■ Lesetext
Panne im Ministerium: Keine Englische Version verfügbar
Einerseits findet sich die vereinfachte Corona-Einreise-Verordnung in den FAQs des Sozialministeriums nur auf Deutsch. Das erschwert die Kommunikation mit internationalen Behörden zur Einreise erheblich, wie Claudia Z. erklärt. Der etwas kompliziertere und umfassende Gesetzestext, sowie die allgemeinen Einreisebestimmungen für das Land Österreich gibt es zwar auch auf Englisch. Diese online zu finden, ist aber nicht einfach.
Airlines wissen nicht Bescheid und verweigern Mitreise
Außerdem ist der schwer zu lesende österreichische Gesetzestext als Beweis zur Vorlage für das amerikanische Flughafenpersonal eher unpraktisch. Die Angestellten sind im Zweifelsfall unsicher, ob die Einreise gewährt werden soll, und verweigern dem Passagier die Mitreise.
Bundesregierung sieht sich nicht zuständig
Von offizieller Regierungsseite wurde dazu nicht Stellung bezogen. Im grün geführten Sozialministerium heißt es dazu, man sei nicht zuständig, das Problem liege bei den Airlines. Das türkise Innenministerium schweigt. Gibt es Kommunikationsprobleme zwischen den Ministerien?
Betroffene vergrößern Druck
Nach einem weiteren Aufruf einer Betroffenen via Twitter, meldete sich die Klubobfrau des Grünen Parlamentsklubs und Nationalratsabgeordnete Sigrid Mauerer zu Wort. Sie wies aber jede Verantwortung von sich, und suchte das Problem bei den Fluglinien.
Von Twitter-Usern wurde dies allerdings als Schuldabwälzung bezeichnet. Das tatsächliche Problem wird von der Regierung noch immer nicht angegangen – dabei gibt es eine einfache Lösung, denn in anderen EU-Ländern funktioniert es ja auch.

■ In einem Datensatz aufgeführte Einträge

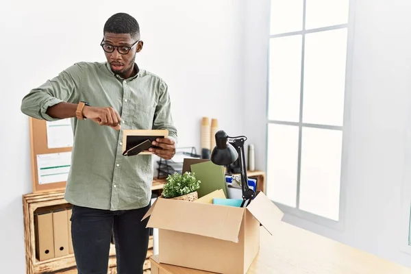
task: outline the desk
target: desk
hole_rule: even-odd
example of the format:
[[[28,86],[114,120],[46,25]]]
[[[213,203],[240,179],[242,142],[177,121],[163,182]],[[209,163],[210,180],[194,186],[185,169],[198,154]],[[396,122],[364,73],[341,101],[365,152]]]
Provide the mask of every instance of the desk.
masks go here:
[[[411,274],[411,269],[280,222],[271,236],[261,227],[260,253],[249,274]],[[160,251],[161,254],[161,250]],[[150,258],[151,274],[210,272],[159,264]]]
[[[153,178],[151,186],[152,192],[161,194],[165,179]],[[24,236],[26,255],[26,268],[27,274],[77,274],[74,254],[39,261],[36,256],[37,234],[35,228],[35,212],[41,208],[49,208],[60,205],[69,205],[64,199],[64,190],[30,193],[23,195],[23,208],[24,220]],[[153,240],[150,237],[147,260],[145,263],[145,269],[149,271],[149,257],[153,255]],[[116,250],[114,245],[110,245],[109,256],[109,273],[116,274]]]

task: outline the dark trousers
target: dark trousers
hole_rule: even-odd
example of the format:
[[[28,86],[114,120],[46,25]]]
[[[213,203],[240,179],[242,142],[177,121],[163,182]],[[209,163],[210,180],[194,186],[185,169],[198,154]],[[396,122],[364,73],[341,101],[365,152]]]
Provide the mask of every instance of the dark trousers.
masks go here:
[[[142,274],[149,245],[149,208],[110,211],[73,206],[73,247],[79,274],[107,274],[112,232],[119,274]]]

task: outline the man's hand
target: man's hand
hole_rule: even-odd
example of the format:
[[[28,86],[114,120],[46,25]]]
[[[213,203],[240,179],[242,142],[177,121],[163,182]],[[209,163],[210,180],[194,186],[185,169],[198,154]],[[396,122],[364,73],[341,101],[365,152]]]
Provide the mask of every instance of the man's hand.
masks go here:
[[[100,125],[108,125],[114,129],[120,130],[121,118],[112,108],[97,108],[88,105],[83,108],[83,114]]]
[[[150,147],[149,151],[164,160],[170,160],[175,154],[175,143],[170,138],[158,138],[153,141],[153,145],[161,148],[153,149]]]

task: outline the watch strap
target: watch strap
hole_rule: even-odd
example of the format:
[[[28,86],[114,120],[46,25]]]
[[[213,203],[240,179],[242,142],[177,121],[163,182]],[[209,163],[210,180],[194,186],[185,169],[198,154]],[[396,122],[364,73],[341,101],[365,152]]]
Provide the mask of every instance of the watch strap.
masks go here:
[[[85,105],[90,105],[90,104],[84,101],[82,101],[78,103],[77,110],[75,110],[75,116],[78,119],[84,120],[86,119],[84,115],[83,115],[83,109]]]

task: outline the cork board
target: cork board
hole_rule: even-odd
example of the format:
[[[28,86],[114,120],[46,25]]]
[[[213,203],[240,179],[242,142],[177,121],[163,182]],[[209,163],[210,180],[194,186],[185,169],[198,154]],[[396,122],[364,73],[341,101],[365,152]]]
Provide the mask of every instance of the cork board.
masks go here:
[[[54,147],[52,145],[50,148],[49,144],[52,140],[47,138],[47,122],[32,117],[29,117],[29,119],[33,192],[64,190],[66,188],[66,180],[59,179],[64,175],[66,176],[64,173],[69,166],[61,166],[58,171],[63,171],[63,172],[61,172],[60,175],[45,174],[45,177],[42,176],[45,171],[51,169],[47,166],[46,161],[54,160],[55,162],[58,162],[55,159],[53,160],[53,158],[62,156],[66,159],[71,158],[72,147],[66,145],[65,147]],[[41,179],[39,179],[39,173]],[[54,179],[57,181],[47,182],[47,180],[53,180],[50,178],[55,178]]]

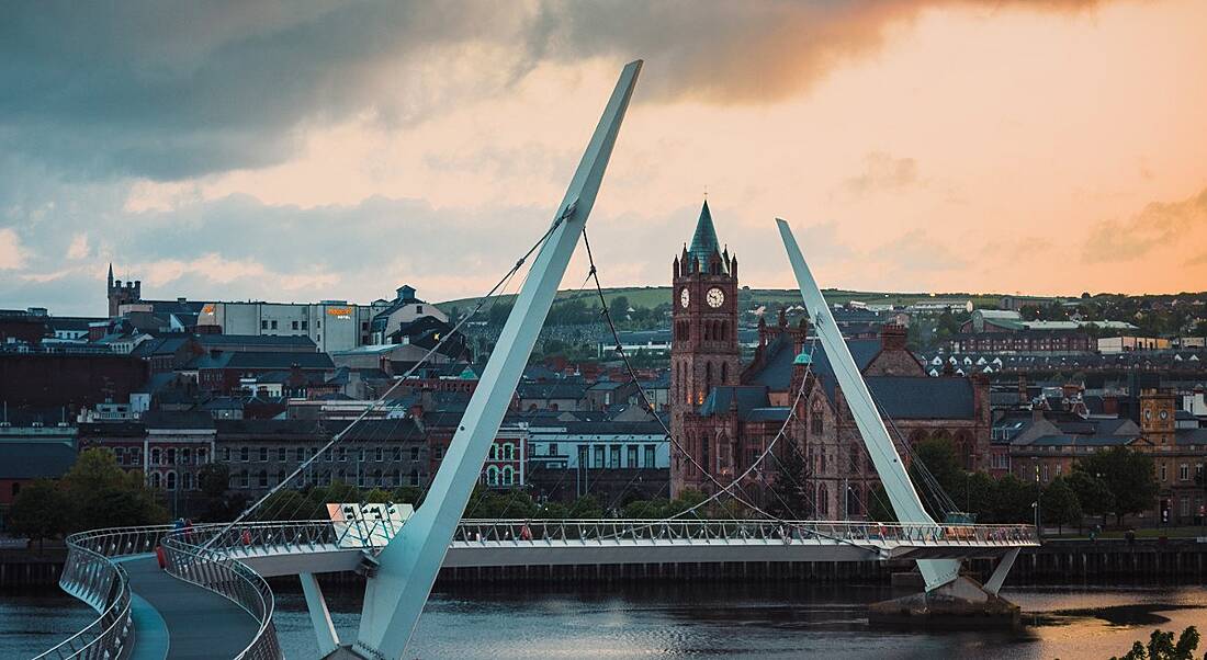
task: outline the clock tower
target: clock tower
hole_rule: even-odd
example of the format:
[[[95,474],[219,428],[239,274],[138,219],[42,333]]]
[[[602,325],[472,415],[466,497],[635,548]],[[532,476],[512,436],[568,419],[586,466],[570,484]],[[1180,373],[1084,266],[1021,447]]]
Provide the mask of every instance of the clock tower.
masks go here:
[[[712,387],[737,385],[741,374],[737,257],[717,243],[707,200],[692,245],[675,258],[671,281],[671,433],[694,455],[698,449],[683,434],[683,416],[695,413]],[[674,445],[671,454],[672,496],[706,480]],[[695,459],[702,465],[700,456]]]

■ Zu bearbeitende Aufgabe
Beantworten Sie anhand des Lesetextes diese Fragen:
1. In welcher Sprache findet sich die vereinfachte Corona-Einreise-Verordnung in den FAQs des Sozialministeriums?
2. Wo liegt das Problem laut dem grün geführten Sozialministerium?
3. Wie bezeichneten Twitter-User die Reaktion der Klubobfrau des Grünen Parlamentsklubs?

■ Ergebnis der Aufgabe
1. Nur auf Deutsch.
2. Bei den Airlines.
3. Als Schuldabwälzung.